** EXERCICE COURT A **
Recopiez intégralement, s'il vous plaît, la lettre sur le Mançanarès.

** BLOC DE TEXTE **
§ §

Madrid, 21 mars 1680.

      Je veux vous parler d'une promenade où je fus hier, qui est la plus ordinaire, quand il fait chaud; et il en fait déjà beaucoup ici. C'est dans cette rivière si vantée du Mançanarès: au pied de la lettre, la poussière commence à y être si grande, qu'elle incommode déjà beaucoup. Il y a de petits filets d'eau par-ci, par-là, mais pas assez pour qu'on en puisse arroser des sables menus, qui s'élèvent sous les pieds des chevaux; en sorte que cette promenade n'est plus supportable. Ce n'est donc pas pour vous dire une mauvaise plaisanterie, mais une vérité assez extraordinaire. Je vous prie, madame, de conter cela, comme vous savez orner toutes les choses auxquelles vous voulez donner un air. Je vous expose seulement celle-ci, qu'on ne peut se promener dans une rivière, parce qu'il y a de la poudre. Mais ce n'est rien: il faut voir le grand et prodigieux pont qu'un roi d'Espagne a fait bâtir sur ce Mançanarès. Il est bien plus large et bien plus long que le Pont-Neuf de Paris: et l'on ne peut s'empêcher de savoir bon gré à celui qui conseilla à ce prince de vendre ce pont, ou d'acheter une rivière. Je pensois que je pourrois vous dire tout ceci en cinq ou six lignes; en voilà bien davantage.

§ §

** Entrées tirées d'une collection **
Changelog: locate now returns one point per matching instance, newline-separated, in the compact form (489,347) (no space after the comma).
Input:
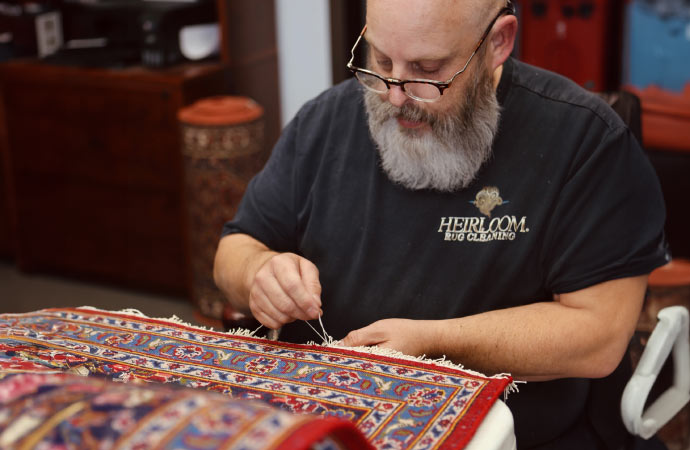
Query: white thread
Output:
(326,335)
(253,333)
(323,339)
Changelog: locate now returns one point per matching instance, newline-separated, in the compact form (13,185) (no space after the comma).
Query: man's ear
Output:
(502,40)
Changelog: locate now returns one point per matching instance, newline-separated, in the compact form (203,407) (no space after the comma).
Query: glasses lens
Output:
(422,91)
(371,82)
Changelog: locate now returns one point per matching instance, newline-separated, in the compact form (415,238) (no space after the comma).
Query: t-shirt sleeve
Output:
(267,210)
(609,220)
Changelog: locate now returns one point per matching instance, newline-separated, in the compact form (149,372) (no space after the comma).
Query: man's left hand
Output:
(412,337)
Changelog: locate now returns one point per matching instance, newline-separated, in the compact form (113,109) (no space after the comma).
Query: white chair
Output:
(670,333)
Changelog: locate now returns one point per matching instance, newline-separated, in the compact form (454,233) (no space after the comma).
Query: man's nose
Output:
(397,97)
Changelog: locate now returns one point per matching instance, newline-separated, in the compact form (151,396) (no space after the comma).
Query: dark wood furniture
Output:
(94,169)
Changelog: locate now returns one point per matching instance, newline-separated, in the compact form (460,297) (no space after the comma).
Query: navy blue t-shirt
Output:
(573,201)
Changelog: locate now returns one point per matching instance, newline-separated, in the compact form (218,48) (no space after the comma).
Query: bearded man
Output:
(453,201)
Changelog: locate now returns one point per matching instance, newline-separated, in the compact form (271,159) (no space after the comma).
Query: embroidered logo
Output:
(487,199)
(484,229)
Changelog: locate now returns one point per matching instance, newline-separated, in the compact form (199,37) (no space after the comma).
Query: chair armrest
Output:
(671,333)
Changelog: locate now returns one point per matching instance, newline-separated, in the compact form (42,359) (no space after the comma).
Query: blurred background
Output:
(130,128)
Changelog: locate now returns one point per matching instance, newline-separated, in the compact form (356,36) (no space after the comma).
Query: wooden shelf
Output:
(95,169)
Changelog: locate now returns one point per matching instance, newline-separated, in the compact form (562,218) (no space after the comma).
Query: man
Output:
(506,218)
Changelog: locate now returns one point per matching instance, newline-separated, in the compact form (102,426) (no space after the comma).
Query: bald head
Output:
(411,30)
(432,14)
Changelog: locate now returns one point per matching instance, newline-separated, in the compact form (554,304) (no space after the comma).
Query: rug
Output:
(394,402)
(60,411)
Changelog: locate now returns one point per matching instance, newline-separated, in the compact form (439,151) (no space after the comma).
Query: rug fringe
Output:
(442,361)
(331,343)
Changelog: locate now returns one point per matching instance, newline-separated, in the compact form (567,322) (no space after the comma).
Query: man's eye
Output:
(384,64)
(426,70)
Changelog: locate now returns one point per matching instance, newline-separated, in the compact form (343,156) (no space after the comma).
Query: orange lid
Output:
(221,111)
(675,273)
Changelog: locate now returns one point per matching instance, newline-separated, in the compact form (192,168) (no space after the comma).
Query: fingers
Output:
(285,288)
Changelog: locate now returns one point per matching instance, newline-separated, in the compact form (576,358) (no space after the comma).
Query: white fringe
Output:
(329,342)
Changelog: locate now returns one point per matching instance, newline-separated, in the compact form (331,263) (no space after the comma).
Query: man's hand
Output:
(411,337)
(285,288)
(276,288)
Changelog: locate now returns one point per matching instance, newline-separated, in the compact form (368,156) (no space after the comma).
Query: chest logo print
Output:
(487,199)
(484,229)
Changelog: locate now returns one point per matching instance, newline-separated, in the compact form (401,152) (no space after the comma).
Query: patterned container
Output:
(223,147)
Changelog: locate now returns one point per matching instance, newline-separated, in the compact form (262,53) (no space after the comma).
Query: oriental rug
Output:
(61,411)
(395,402)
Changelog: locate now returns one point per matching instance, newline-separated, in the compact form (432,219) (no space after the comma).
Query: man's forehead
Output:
(420,29)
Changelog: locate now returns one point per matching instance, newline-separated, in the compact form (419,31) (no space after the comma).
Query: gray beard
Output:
(449,157)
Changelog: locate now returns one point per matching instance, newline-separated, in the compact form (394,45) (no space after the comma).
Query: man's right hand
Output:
(285,288)
(276,288)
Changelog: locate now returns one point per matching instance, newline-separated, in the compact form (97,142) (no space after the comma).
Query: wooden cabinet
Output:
(95,170)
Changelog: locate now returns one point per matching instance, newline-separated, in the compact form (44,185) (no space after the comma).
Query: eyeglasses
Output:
(419,89)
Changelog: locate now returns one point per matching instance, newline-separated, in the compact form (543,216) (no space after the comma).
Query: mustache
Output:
(409,111)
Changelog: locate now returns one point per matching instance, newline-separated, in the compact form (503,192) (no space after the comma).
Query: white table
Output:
(497,430)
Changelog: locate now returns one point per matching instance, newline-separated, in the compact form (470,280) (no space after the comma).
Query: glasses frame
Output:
(509,9)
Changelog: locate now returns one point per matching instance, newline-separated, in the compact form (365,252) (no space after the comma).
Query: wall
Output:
(304,52)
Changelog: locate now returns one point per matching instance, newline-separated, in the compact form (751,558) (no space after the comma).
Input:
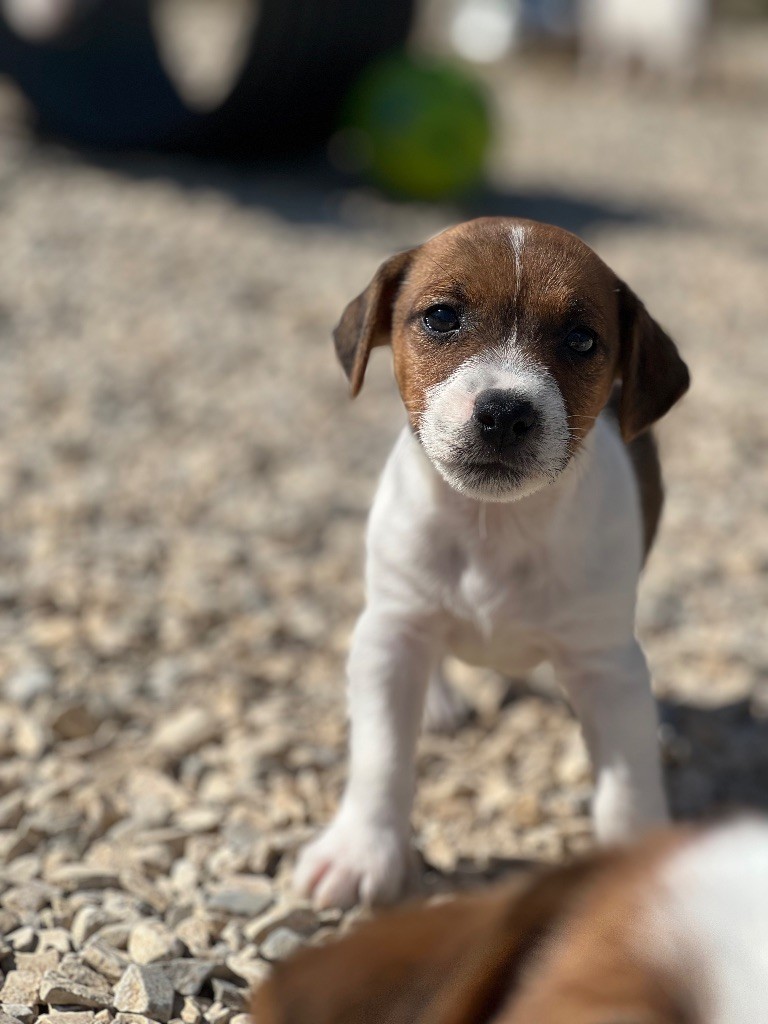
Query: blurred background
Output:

§ §

** EXERCICE COURT B **
Dans les enregistrements, reproduisez les lignes allant de celle qui contient "(44,185) (no space after the comma)." jusqu'à la fin des enregistrements, bornes comprises, en remplaçant "Query" par "Search" sans rien modifier d'autre. Laissez les images hors de votre réponse.

** RÉPONSE FINALE A **
Madrid, 21 mars 1680.

      Je veux vous parler d'une promenade où je fus hier, qui est la plus ordinaire, quand il fait chaud; et il en fait déjà beaucoup ici. C'est dans cette rivière si vantée du Mançanarès: au pied de la lettre, la poussière commence à y être si grande, qu'elle incommode déjà beaucoup. Il y a de petits filets d'eau par-ci, par-là, mais pas assez pour qu'on en puisse arroser des sables menus, qui s'élèvent sous les pieds des chevaux; en sorte que cette promenade n'est plus supportable. Ce n'est donc pas pour vous dire une mauvaise plaisanterie, mais une vérité assez extraordinaire. Je vous prie, madame, de conter cela, comme vous savez orner toutes les choses auxquelles vous voulez donner un air. Je vous expose seulement celle-ci, qu'on ne peut se promener dans une rivière, parce qu'il y a de la poudre. Mais ce n'est rien: il faut voir le grand et prodigieux pont qu'un roi d'Espagne a fait bâtir sur ce Mançanarès. Il est bien plus large et bien plus long que le Pont-Neuf de Paris: et l'on ne peut s'empêcher de savoir bon gré à celui qui conseilla à ce prince de vendre ce pont, ou d'acheter une rivière. Je pensois que je pourrois vous dire tout ceci en cinq ou six lignes; en voilà bien davantage.

** RÉPONSE FINALE B **
Changelog: locate now returns one point per matching instance, newline-separated, in the compact form (44,185) (no space after the comma).
Search: eyeglasses
Output:
(419,89)
Changelog: locate now returns one point per matching instance, newline-separated, in the compact form (543,216) (no space after the comma).
Search: mustache
Output:
(409,111)
Changelog: locate now returns one point per matching instance, newline-separated, in the compact form (503,192) (no space after the comma).
Search: white table
Output:
(497,430)
Changelog: locate now returns one point per matching instance, newline-separated, in the compact form (470,280) (no space after the comma).
Search: glasses frame
Output:
(509,9)
Changelog: locate now returns one point per matching instance, newline-separated, in the compact form (365,252) (no space after the comma).
Search: wall
Output:
(304,52)
Changelog: locate now returns one point per matching instance, newline-separated, in the compact form (751,558) (no space after the comma).
Input:
Search: blurred background
Output:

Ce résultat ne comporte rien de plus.